Starting at the line with "of the window" and going on through the line with "of the man's", reproduce each line in the records below exactly and nothing more.
(Beginning of Task material)
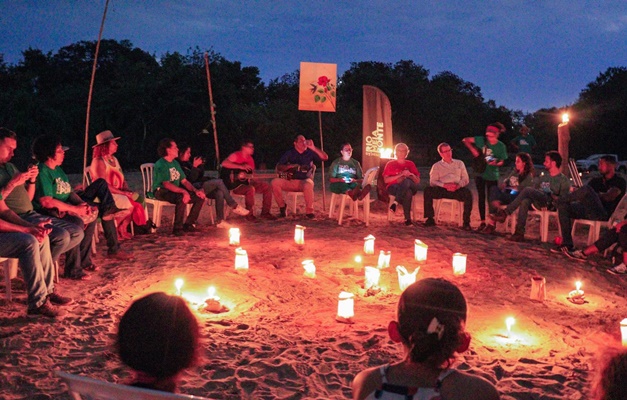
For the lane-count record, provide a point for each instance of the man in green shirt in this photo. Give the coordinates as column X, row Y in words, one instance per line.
(End of Task material)
(Beginning of Task material)
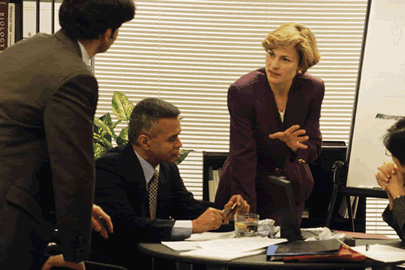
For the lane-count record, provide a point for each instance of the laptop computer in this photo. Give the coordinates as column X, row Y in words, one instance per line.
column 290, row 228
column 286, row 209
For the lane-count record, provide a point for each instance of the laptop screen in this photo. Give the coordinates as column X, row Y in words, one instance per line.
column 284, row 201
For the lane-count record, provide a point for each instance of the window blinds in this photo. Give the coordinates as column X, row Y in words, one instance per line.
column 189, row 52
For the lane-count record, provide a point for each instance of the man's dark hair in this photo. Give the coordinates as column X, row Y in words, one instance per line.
(End of Task material)
## Exercise result
For the lane-count record, provide a point for each instance of the window blinds in this photo. Give the coordinates as column X, row Y in words, one instance per line.
column 189, row 52
For the lane-count record, provide a point for each instance of the man's dark hair in this photo. Give the coordinates as column X, row Y in words, one instance per line.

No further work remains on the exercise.